(Dane wybrane ze zbioru)
==============================

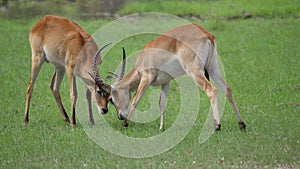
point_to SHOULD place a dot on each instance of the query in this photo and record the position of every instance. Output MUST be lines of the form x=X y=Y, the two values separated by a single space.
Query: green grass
x=216 y=9
x=261 y=62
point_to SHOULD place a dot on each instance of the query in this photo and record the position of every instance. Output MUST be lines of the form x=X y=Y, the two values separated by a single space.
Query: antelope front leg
x=163 y=102
x=88 y=98
x=73 y=95
x=144 y=83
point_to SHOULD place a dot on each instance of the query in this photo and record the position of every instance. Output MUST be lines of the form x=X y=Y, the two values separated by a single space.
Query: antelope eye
x=99 y=91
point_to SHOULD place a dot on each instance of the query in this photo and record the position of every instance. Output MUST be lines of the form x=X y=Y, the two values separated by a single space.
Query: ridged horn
x=122 y=72
x=95 y=74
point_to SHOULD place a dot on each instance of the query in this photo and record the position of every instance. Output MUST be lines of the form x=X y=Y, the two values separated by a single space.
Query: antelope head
x=104 y=90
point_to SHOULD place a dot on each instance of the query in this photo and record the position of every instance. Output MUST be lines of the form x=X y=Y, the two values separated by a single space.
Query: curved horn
x=122 y=72
x=96 y=75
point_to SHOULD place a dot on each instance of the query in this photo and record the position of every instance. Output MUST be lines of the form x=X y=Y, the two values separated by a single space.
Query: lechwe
x=187 y=49
x=70 y=49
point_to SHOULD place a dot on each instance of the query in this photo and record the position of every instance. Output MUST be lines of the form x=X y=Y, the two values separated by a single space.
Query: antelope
x=70 y=49
x=188 y=49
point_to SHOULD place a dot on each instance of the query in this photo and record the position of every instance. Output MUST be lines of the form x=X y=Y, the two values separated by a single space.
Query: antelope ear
x=92 y=75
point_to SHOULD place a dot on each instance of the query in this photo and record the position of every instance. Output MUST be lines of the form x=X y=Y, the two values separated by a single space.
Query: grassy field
x=261 y=61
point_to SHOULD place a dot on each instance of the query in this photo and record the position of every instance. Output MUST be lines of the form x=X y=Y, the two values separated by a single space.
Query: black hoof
x=218 y=127
x=242 y=126
x=125 y=124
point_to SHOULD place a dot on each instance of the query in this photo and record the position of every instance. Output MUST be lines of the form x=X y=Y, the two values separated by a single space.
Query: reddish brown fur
x=70 y=49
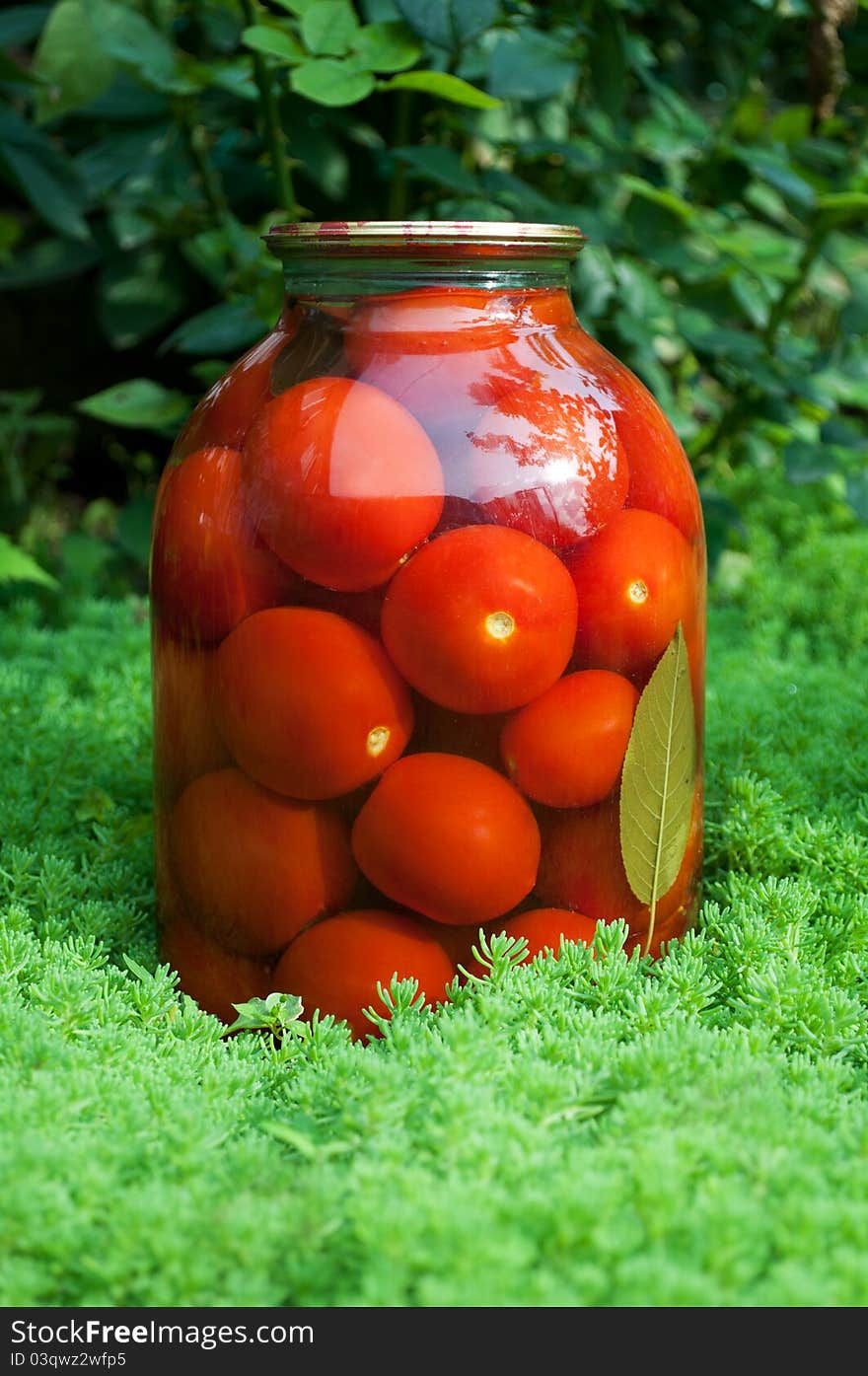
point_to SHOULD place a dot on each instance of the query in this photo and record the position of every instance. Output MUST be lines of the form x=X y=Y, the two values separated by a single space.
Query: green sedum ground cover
x=574 y=1132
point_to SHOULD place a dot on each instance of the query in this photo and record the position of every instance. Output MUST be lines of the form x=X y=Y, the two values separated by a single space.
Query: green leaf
x=17 y=566
x=138 y=403
x=133 y=527
x=329 y=82
x=658 y=195
x=125 y=36
x=138 y=295
x=222 y=329
x=610 y=61
x=843 y=205
x=808 y=463
x=23 y=24
x=857 y=494
x=440 y=166
x=443 y=87
x=274 y=1013
x=51 y=187
x=329 y=28
x=272 y=42
x=527 y=65
x=70 y=62
x=659 y=775
x=108 y=161
x=449 y=24
x=49 y=260
x=387 y=47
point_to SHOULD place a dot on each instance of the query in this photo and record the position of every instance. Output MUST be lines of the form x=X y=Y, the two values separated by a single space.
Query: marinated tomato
x=449 y=838
x=253 y=867
x=216 y=978
x=480 y=619
x=547 y=464
x=223 y=415
x=208 y=570
x=342 y=481
x=309 y=703
x=337 y=964
x=634 y=585
x=565 y=748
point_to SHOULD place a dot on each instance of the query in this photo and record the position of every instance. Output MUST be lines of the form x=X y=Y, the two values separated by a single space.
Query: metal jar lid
x=362 y=239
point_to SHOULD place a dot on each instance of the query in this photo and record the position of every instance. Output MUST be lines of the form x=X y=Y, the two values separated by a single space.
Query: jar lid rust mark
x=361 y=239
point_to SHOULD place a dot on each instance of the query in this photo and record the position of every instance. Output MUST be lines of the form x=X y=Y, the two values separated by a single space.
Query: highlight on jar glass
x=428 y=585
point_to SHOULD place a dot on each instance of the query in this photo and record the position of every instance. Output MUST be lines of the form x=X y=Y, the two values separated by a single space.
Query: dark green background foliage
x=592 y=1131
x=714 y=153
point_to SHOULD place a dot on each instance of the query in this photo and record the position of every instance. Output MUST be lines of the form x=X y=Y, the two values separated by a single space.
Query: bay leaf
x=656 y=790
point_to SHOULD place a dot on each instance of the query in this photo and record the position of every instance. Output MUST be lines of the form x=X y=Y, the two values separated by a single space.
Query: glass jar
x=428 y=586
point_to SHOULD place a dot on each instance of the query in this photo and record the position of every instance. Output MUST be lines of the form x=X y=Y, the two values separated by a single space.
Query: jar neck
x=314 y=277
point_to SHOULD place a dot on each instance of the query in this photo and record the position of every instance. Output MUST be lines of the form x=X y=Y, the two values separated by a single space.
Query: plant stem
x=275 y=139
x=398 y=190
x=779 y=311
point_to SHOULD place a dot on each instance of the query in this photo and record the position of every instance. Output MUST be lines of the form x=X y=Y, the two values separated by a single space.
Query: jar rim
x=361 y=239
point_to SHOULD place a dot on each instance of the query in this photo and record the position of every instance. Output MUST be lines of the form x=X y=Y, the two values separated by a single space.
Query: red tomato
x=342 y=481
x=185 y=739
x=225 y=413
x=440 y=731
x=549 y=464
x=446 y=354
x=363 y=609
x=335 y=965
x=431 y=348
x=213 y=978
x=694 y=629
x=206 y=568
x=634 y=582
x=253 y=867
x=309 y=703
x=582 y=868
x=565 y=748
x=661 y=474
x=480 y=619
x=447 y=836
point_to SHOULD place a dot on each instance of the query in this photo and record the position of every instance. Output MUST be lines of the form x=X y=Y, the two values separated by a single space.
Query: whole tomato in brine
x=634 y=584
x=253 y=867
x=309 y=703
x=449 y=838
x=480 y=619
x=342 y=481
x=216 y=978
x=661 y=474
x=337 y=964
x=225 y=414
x=208 y=568
x=547 y=463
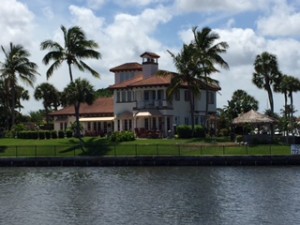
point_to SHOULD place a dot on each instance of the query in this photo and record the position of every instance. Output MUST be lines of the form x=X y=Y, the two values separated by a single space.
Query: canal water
x=150 y=195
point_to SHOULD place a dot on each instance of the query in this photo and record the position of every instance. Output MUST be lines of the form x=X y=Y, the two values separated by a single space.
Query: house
x=140 y=103
x=97 y=119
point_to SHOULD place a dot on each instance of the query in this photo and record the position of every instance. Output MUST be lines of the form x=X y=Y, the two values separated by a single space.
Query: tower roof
x=150 y=54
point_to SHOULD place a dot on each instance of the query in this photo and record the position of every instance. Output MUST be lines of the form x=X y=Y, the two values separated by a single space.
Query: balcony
x=154 y=104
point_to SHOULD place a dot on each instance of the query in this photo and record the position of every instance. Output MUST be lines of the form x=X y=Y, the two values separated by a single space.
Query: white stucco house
x=140 y=104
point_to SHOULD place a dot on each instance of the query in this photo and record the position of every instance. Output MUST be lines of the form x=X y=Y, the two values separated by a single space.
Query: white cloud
x=15 y=22
x=139 y=2
x=220 y=5
x=284 y=20
x=96 y=4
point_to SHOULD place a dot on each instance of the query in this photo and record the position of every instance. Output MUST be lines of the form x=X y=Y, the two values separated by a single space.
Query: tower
x=149 y=64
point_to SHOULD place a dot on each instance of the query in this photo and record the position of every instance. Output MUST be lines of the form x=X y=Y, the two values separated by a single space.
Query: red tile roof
x=127 y=66
x=156 y=80
x=152 y=54
x=126 y=83
x=100 y=106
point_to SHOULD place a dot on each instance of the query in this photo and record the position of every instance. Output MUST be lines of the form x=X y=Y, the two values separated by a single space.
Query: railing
x=134 y=150
x=152 y=104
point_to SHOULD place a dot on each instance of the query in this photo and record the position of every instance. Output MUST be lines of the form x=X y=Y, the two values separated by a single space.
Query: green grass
x=148 y=147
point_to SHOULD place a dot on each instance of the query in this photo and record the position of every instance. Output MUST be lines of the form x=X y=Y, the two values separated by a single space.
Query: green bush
x=42 y=134
x=224 y=132
x=53 y=134
x=239 y=138
x=47 y=134
x=199 y=131
x=122 y=136
x=61 y=134
x=184 y=131
x=69 y=133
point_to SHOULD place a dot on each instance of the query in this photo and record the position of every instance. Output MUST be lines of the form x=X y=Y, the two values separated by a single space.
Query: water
x=154 y=195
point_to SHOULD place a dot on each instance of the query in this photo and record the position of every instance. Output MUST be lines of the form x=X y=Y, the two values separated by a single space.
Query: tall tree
x=16 y=66
x=266 y=75
x=241 y=102
x=187 y=75
x=208 y=54
x=78 y=92
x=76 y=47
x=50 y=96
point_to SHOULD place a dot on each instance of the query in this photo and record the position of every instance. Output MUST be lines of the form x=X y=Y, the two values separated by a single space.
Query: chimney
x=150 y=64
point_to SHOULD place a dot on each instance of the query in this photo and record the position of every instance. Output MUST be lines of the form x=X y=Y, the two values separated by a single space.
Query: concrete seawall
x=152 y=161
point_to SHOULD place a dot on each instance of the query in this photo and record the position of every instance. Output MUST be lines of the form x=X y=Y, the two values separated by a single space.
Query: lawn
x=69 y=147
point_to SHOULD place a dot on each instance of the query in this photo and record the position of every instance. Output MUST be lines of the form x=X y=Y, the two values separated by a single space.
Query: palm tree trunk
x=70 y=72
x=271 y=100
x=13 y=106
x=285 y=112
x=192 y=108
x=77 y=130
x=272 y=110
x=292 y=112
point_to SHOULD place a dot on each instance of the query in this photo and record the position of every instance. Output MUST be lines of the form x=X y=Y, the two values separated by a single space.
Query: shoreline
x=293 y=160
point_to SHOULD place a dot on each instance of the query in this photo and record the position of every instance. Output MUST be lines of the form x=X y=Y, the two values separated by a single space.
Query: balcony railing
x=153 y=104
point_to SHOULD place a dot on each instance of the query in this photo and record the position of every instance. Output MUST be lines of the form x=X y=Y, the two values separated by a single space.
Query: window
x=160 y=94
x=118 y=96
x=186 y=95
x=202 y=120
x=153 y=95
x=130 y=124
x=123 y=96
x=146 y=123
x=196 y=119
x=177 y=95
x=129 y=96
x=125 y=125
x=168 y=123
x=211 y=98
x=146 y=95
x=186 y=120
x=154 y=123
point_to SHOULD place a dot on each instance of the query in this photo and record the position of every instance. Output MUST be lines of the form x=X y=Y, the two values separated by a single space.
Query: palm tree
x=267 y=74
x=50 y=96
x=293 y=86
x=76 y=47
x=16 y=66
x=186 y=65
x=241 y=102
x=77 y=92
x=207 y=53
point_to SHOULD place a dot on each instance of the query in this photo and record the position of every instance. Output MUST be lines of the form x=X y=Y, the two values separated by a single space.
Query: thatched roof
x=253 y=117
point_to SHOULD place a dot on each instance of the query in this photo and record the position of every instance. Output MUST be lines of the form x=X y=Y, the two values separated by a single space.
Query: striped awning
x=96 y=119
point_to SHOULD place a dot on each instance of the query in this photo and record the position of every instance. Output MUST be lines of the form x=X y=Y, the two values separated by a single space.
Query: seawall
x=152 y=161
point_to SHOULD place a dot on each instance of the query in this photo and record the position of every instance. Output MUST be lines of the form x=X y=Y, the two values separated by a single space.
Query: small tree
x=77 y=92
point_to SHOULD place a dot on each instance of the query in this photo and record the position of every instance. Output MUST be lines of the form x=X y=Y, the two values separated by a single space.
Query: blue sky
x=125 y=29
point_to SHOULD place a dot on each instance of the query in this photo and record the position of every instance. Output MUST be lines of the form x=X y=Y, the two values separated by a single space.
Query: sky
x=126 y=29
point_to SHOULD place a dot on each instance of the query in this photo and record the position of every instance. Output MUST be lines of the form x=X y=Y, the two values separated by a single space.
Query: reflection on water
x=150 y=195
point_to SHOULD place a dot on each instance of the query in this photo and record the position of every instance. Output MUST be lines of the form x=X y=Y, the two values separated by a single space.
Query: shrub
x=199 y=131
x=47 y=134
x=224 y=132
x=42 y=134
x=122 y=136
x=239 y=138
x=53 y=134
x=61 y=134
x=184 y=131
x=69 y=133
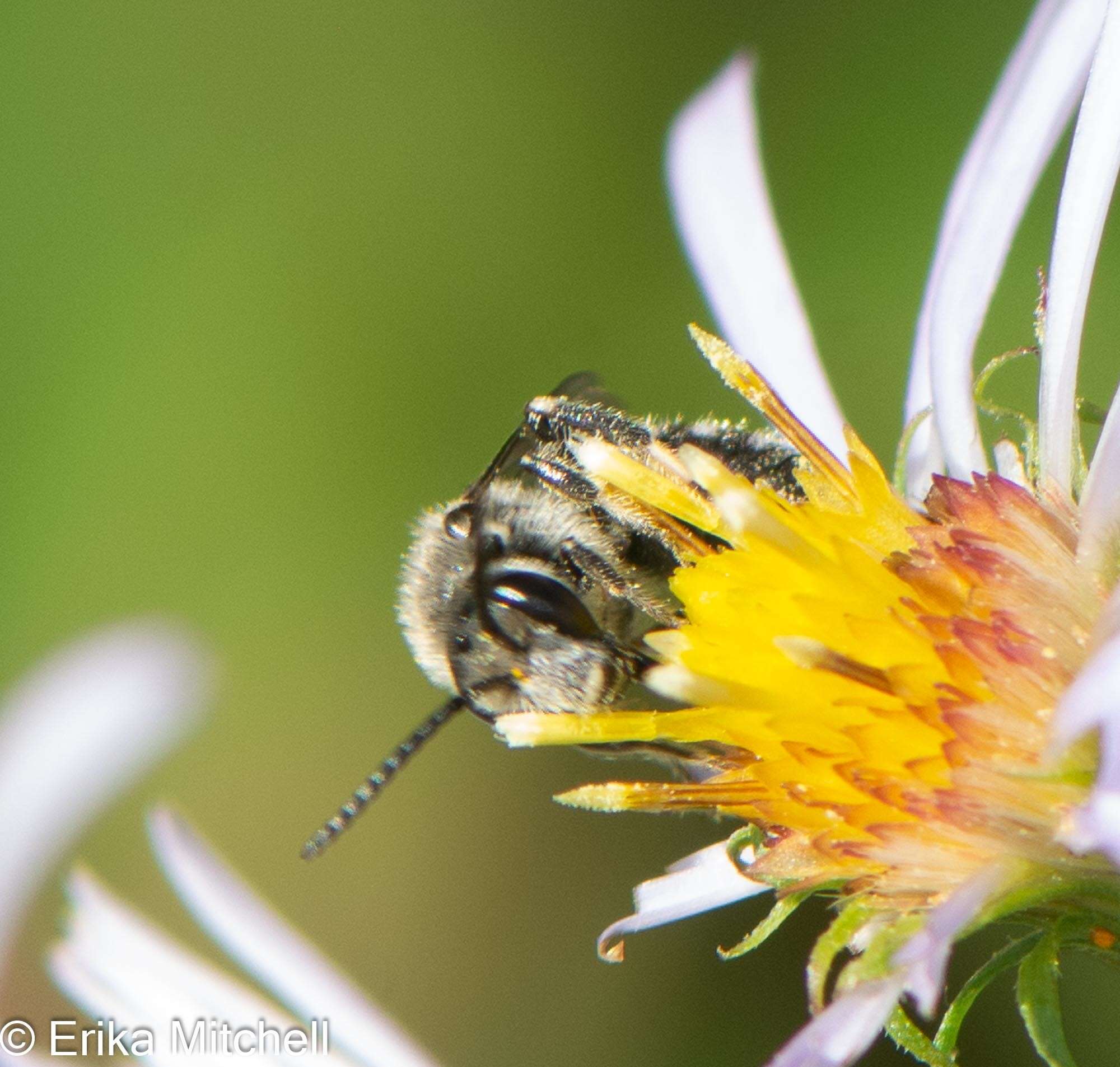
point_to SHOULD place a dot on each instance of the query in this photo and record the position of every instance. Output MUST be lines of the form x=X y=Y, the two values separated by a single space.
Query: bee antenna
x=376 y=784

==============================

Odszukaj w danych wszystkie wiersze zawierające słowo „seawall” i przepisz każdy z nich.

» Odpowiedź na zadanie
Query: concrete seawall
Query: seawall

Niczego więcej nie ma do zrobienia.